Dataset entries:
☆ ☆ ☆ ☆ ☆

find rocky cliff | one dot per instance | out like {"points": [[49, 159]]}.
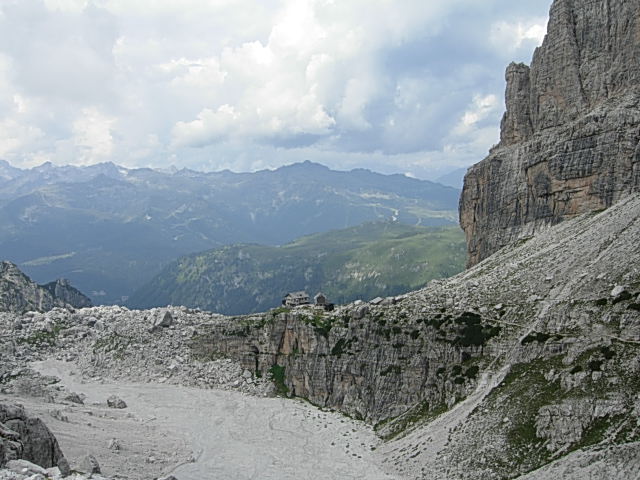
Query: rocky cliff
{"points": [[19, 294], [570, 137], [531, 356]]}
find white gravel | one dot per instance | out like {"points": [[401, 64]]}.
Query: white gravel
{"points": [[235, 436]]}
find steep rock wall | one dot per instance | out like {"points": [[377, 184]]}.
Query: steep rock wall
{"points": [[570, 137]]}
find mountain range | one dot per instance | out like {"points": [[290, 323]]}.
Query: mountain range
{"points": [[110, 229], [363, 262]]}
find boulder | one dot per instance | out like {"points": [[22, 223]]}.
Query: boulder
{"points": [[90, 465], [116, 402], [163, 319], [27, 438]]}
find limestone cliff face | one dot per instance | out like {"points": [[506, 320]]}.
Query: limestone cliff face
{"points": [[570, 137]]}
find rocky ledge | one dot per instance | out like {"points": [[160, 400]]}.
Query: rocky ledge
{"points": [[570, 138]]}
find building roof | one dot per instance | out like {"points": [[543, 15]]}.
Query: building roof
{"points": [[297, 295]]}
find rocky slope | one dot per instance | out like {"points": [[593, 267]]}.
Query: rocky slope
{"points": [[109, 229], [570, 138], [524, 359], [19, 294], [364, 262]]}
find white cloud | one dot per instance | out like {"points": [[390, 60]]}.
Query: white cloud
{"points": [[92, 137], [15, 136], [511, 36]]}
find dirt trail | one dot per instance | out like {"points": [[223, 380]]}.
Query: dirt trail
{"points": [[233, 436]]}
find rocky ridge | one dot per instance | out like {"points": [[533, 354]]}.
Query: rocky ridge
{"points": [[570, 137], [524, 358], [18, 293]]}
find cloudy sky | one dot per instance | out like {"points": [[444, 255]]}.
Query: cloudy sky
{"points": [[408, 86]]}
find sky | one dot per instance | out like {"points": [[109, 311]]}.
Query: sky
{"points": [[395, 86]]}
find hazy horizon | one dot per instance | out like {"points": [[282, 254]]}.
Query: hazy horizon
{"points": [[403, 87]]}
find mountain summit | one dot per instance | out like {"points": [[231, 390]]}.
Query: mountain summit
{"points": [[570, 141]]}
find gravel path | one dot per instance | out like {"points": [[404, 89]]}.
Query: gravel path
{"points": [[235, 436]]}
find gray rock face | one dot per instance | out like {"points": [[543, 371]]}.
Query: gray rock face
{"points": [[27, 438], [116, 402], [18, 293], [65, 292], [90, 465], [570, 141]]}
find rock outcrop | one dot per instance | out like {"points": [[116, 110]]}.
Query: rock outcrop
{"points": [[25, 437], [570, 137], [18, 293]]}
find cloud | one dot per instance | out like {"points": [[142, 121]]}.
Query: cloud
{"points": [[144, 82]]}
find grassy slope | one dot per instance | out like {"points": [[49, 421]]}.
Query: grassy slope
{"points": [[360, 262]]}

☆ ☆ ☆ ☆ ☆

▶ WORK REQUIRED
Through the line containing "find building roof" and no further, restate the data above word for word from its first line, leaving out pictures.

▶ EXERCISE RESPONSE
find rocky cliff | one dot per instance | out like {"points": [[49, 159]]}.
Query: rocky cliff
{"points": [[19, 294], [570, 137], [531, 356]]}
find white gravel | one dot per instance | out like {"points": [[401, 64]]}.
Query: white gravel
{"points": [[235, 436]]}
find steep rock wall | one dot per instance | out like {"points": [[377, 184]]}.
Query: steep rock wall
{"points": [[570, 137]]}
find mountain range | one dot per instance | out like {"points": [[290, 323]]}.
Query: mountain range
{"points": [[110, 229], [363, 262]]}
find boulder | one dot per instance | out like {"points": [[22, 223]]}.
Query: boulder
{"points": [[90, 465], [116, 402], [163, 319], [27, 438]]}
find limestone cliff face | one dot per instance | out like {"points": [[506, 320]]}.
Query: limestone cliff face
{"points": [[570, 137]]}
find rocky ledge | one dot per instance | out like {"points": [[160, 400]]}.
Query: rocky ledge
{"points": [[570, 138]]}
find building roof | one dot per instance | out like {"points": [[543, 15]]}.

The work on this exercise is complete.